AIM OF THE EXERCISE |
Restate word for word the lines of the data below, from the first through the one that has "Target: basketball hoop".

LISTED ENTRIES |
========================================================================
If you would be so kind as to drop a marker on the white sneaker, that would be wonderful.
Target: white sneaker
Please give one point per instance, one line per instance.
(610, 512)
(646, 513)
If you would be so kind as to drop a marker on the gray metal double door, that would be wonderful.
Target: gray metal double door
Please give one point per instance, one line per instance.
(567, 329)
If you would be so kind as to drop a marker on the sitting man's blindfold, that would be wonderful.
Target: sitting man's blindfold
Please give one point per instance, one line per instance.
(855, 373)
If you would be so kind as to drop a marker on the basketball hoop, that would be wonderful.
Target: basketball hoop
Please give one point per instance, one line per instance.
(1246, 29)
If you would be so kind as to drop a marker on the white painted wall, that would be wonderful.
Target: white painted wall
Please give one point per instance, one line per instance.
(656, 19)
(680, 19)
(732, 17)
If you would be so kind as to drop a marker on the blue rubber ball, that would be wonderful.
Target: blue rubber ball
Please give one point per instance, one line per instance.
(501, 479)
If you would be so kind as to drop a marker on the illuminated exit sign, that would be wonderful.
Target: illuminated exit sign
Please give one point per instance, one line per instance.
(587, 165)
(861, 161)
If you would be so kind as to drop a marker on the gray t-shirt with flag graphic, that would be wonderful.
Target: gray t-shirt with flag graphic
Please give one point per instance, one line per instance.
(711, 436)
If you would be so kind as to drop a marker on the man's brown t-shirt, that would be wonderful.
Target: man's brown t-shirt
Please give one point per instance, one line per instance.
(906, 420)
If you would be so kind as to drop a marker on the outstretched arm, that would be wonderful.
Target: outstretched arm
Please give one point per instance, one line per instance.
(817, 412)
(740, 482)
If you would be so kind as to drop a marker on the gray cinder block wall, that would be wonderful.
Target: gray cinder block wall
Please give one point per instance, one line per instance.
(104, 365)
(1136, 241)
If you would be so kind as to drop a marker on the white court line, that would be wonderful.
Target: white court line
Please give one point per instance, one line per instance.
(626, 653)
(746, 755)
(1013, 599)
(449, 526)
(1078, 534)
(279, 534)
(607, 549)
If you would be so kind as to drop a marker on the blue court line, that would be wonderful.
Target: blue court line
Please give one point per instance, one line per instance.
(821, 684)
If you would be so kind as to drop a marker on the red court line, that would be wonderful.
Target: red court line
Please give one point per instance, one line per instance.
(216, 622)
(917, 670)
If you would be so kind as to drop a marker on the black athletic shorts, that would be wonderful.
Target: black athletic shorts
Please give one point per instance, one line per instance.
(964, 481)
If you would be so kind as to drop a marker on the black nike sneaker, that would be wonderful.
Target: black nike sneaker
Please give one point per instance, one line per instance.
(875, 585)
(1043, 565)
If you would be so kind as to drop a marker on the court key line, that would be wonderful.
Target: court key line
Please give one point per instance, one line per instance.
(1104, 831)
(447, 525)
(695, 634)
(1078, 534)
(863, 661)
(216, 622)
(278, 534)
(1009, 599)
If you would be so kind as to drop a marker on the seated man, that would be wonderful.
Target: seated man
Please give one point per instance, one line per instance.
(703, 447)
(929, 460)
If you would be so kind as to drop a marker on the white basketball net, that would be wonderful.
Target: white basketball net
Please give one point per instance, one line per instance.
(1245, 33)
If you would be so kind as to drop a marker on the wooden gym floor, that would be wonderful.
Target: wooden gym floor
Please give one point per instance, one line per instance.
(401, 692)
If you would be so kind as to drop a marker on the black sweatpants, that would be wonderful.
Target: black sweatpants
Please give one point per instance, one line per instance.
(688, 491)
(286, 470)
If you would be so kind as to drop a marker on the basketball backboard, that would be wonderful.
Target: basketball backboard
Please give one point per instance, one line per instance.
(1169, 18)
========================================================================
SOLUTION BELOW |
If you would be so kind as to drop a marker on the white sneaker, that would be wonderful.
Target: white sneaker
Please give one point per instance, one line per instance.
(610, 512)
(646, 513)
If you would be so kind as to drop a marker on the gray metal double door, that would be wonderful.
Target: gray metal double door
Please give one point per instance, one line per instance.
(567, 329)
If you would be so kind as to drop a marker on the sitting man's blindfold, that would be wonderful.
Target: sitting man's blindfold
Please give one point per instance, one line per instance.
(855, 373)
If you would be so kind as to drop a marker on the basketball hoop, that would be wonderful.
Target: basketball hoop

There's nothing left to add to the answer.